───── SUPPLIED ENTRIES
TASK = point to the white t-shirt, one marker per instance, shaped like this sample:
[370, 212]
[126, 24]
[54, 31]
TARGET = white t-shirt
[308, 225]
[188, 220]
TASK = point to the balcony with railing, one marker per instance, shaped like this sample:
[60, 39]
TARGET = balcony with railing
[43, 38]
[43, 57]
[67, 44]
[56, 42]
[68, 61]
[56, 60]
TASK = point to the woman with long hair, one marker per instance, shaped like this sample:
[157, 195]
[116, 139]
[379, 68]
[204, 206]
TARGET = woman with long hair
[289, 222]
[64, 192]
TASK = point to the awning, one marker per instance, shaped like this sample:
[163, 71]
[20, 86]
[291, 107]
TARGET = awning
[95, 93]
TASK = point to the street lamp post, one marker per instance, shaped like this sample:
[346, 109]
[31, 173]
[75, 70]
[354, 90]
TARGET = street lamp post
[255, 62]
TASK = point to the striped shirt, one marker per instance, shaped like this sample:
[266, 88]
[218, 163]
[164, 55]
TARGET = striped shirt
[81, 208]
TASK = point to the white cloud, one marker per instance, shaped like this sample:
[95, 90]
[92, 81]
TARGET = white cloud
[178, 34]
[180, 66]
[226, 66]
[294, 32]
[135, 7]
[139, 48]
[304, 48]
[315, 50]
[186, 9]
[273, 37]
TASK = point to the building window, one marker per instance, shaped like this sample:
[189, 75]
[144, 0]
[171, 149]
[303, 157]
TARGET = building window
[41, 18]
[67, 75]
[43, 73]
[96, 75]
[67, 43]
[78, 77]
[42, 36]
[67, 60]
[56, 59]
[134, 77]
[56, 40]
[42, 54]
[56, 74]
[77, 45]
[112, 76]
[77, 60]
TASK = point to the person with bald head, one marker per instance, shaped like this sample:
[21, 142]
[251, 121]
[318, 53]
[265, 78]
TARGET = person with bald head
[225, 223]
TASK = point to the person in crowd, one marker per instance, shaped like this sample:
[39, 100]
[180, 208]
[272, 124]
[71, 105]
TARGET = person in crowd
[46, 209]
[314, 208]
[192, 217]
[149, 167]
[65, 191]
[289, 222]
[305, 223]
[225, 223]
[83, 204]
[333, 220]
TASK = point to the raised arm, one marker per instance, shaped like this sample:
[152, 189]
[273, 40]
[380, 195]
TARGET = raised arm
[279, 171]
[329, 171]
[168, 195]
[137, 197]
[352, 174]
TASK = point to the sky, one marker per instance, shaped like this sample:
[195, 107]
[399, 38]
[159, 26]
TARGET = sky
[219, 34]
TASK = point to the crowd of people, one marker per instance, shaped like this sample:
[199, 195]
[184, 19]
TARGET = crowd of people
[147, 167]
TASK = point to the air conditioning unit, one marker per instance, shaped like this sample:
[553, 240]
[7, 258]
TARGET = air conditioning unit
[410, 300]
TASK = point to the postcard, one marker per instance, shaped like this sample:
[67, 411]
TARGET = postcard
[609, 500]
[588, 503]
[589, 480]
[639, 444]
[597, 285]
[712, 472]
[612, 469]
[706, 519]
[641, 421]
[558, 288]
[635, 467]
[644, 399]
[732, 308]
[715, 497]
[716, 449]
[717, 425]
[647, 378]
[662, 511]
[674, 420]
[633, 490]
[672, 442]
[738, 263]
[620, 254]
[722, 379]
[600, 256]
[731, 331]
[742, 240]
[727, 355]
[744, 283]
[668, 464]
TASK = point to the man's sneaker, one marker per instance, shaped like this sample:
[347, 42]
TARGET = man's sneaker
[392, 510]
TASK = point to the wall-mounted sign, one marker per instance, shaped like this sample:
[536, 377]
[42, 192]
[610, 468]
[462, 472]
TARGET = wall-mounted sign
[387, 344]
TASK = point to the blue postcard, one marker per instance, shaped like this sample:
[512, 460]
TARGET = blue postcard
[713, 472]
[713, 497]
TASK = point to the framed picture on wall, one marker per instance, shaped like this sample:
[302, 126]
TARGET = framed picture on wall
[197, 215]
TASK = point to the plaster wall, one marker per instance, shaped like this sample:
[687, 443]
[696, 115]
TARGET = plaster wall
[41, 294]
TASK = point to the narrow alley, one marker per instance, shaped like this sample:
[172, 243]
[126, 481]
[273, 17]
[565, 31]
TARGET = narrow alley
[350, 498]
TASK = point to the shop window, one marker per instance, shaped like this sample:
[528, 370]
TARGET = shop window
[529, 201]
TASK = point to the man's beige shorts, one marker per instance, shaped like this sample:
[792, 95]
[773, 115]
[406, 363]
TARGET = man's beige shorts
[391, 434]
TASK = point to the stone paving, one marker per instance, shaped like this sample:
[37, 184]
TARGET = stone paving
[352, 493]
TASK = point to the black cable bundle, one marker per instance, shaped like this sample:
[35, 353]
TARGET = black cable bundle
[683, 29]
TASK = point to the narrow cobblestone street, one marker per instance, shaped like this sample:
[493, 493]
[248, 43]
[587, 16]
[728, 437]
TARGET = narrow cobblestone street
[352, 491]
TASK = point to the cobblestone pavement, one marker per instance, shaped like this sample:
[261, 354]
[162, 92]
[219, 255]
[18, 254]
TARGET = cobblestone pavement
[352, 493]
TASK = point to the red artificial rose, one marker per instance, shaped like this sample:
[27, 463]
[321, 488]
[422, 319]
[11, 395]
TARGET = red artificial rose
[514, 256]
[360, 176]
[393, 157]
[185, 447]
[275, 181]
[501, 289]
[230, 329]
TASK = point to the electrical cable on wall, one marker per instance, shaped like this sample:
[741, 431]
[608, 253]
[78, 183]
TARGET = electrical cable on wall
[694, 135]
──────────
WORK TO BE COMPLETED: Could you repeat all the lines above, replacing "one marker per instance" with "one point per item" wherever it occurs and leaving everything else unchanged?

IN RESPONSE:
TASK = point to the white t-shirt, one point per item, shaped like this sample:
[370, 212]
[126, 24]
[54, 31]
TARGET = white t-shirt
[308, 225]
[188, 220]
TASK = point to the balcony with railing, one point per item, shaped like this sample:
[60, 39]
TARGET = balcony with railing
[43, 38]
[43, 57]
[67, 44]
[56, 42]
[68, 61]
[56, 60]
TASK = point to the woman with long hair, one point per item, shaped like this sample:
[157, 195]
[116, 139]
[379, 68]
[204, 206]
TARGET = woman with long hair
[289, 222]
[64, 192]
TASK = point to the awning, one point per item, shaped like this sample:
[163, 71]
[20, 86]
[291, 107]
TARGET = awning
[95, 93]
TASK = point to the street lamp post, one point per item, shaped like this sample:
[346, 109]
[31, 173]
[75, 70]
[354, 90]
TARGET = street lamp post
[255, 62]
TASK = point to the striped shirt, one point per item, shaped like this sample:
[266, 88]
[218, 163]
[164, 55]
TARGET = striped shirt
[81, 208]
TASK = point to the white cloud, one point per item, shaped like this sample:
[95, 90]
[92, 81]
TARGET = white cloud
[178, 34]
[180, 66]
[226, 66]
[294, 32]
[135, 7]
[139, 48]
[304, 48]
[315, 50]
[186, 9]
[273, 37]
TASK = point to the building window, one point per item, shaped like this sample:
[189, 75]
[144, 0]
[171, 149]
[303, 157]
TARGET = building window
[41, 18]
[67, 75]
[43, 73]
[96, 75]
[67, 43]
[78, 77]
[42, 36]
[67, 60]
[56, 59]
[134, 77]
[56, 40]
[42, 54]
[56, 74]
[77, 45]
[112, 76]
[77, 60]
TASK = point to the person with bald head, one point per item, shaped like this sample:
[21, 142]
[251, 121]
[318, 53]
[265, 78]
TARGET = person with bald head
[225, 223]
TASK = point to the person in crowd, one point per item, shaped like this sample:
[39, 100]
[180, 208]
[272, 124]
[71, 105]
TARGET = person in crowd
[46, 209]
[314, 208]
[192, 217]
[149, 167]
[65, 191]
[289, 222]
[305, 223]
[225, 223]
[83, 204]
[333, 220]
TASK = point to the raised arm, one point per item, shaped like this sample:
[152, 189]
[273, 40]
[380, 195]
TARGET = raised arm
[279, 171]
[329, 171]
[168, 195]
[137, 197]
[352, 174]
TASK = point to the sky, one point per item, shaped like this sample:
[195, 107]
[399, 38]
[159, 26]
TARGET = sky
[219, 34]
TASK = point to the crowd of people, one point per item, shaped like this sample:
[199, 195]
[184, 19]
TARGET = crowd of people
[147, 167]
TASK = point to the air conditioning unit, one point per item, shaped like this sample:
[553, 240]
[7, 258]
TARGET = air conditioning unit
[410, 300]
TASK = point to the postcard, one point per item, shaped like this sample:
[67, 411]
TARGET = postcard
[609, 500]
[588, 503]
[589, 480]
[639, 444]
[597, 285]
[712, 472]
[612, 469]
[706, 519]
[641, 421]
[558, 288]
[635, 467]
[644, 399]
[732, 308]
[715, 497]
[716, 449]
[717, 425]
[647, 378]
[662, 511]
[674, 420]
[633, 490]
[672, 442]
[738, 263]
[620, 254]
[722, 379]
[600, 256]
[731, 331]
[742, 240]
[727, 355]
[744, 283]
[668, 464]
TASK = point to the man's sneaker, one point per item, shaped like this sample:
[347, 42]
TARGET = man's sneaker
[392, 510]
TASK = point to the wall-mounted sign, one point per item, shaped like this sample:
[536, 377]
[42, 192]
[610, 468]
[462, 472]
TARGET = wall-mounted sign
[387, 344]
TASK = point to the blue postcard, one point per item, shaped like this sample:
[512, 460]
TARGET = blue postcard
[713, 472]
[713, 497]
TASK = point to the framed picture on wall, one point per item, shaped like this sample:
[302, 126]
TARGET = framed picture on wall
[197, 215]
TASK = point to the plaster wall, one point per item, shaped like this sample:
[687, 443]
[696, 115]
TARGET = plaster wall
[41, 294]
TASK = point to the narrow alley, one point per item, shaped like this sample:
[172, 243]
[126, 481]
[273, 17]
[565, 31]
TARGET = narrow alley
[350, 498]
TASK = point to the shop window, one point per item, shaped like this sample:
[528, 370]
TARGET = shop window
[529, 201]
TASK = point to the man's beige shorts, one point per item, shaped like this sample:
[792, 95]
[773, 115]
[406, 363]
TARGET = man's beige shorts
[391, 434]
TASK = point to the stone paving, one point per item, shaped like this sample:
[37, 184]
TARGET = stone paving
[352, 493]
TASK = point to the black cable bundle, one point per item, shaped like this sample:
[35, 353]
TARGET = black cable bundle
[683, 29]
TASK = point to the narrow cobblestone street, one point per item, shaped like this sample:
[493, 493]
[248, 43]
[587, 16]
[728, 437]
TARGET = narrow cobblestone street
[352, 491]
TASK = point to the cobblestone pavement, one point per item, shaped like this sample:
[261, 354]
[162, 92]
[219, 255]
[18, 254]
TARGET = cobblestone pavement
[352, 493]
TASK = point to the red artificial rose, one point per item, shaped like this sample:
[27, 463]
[321, 488]
[422, 319]
[11, 395]
TARGET = red artificial rose
[514, 256]
[360, 176]
[393, 157]
[185, 447]
[275, 181]
[501, 289]
[230, 329]
TASK = point to the electrical cable on wall, one point per item, shaped like this sample:
[741, 431]
[608, 253]
[78, 183]
TARGET = electrical cable on wall
[694, 135]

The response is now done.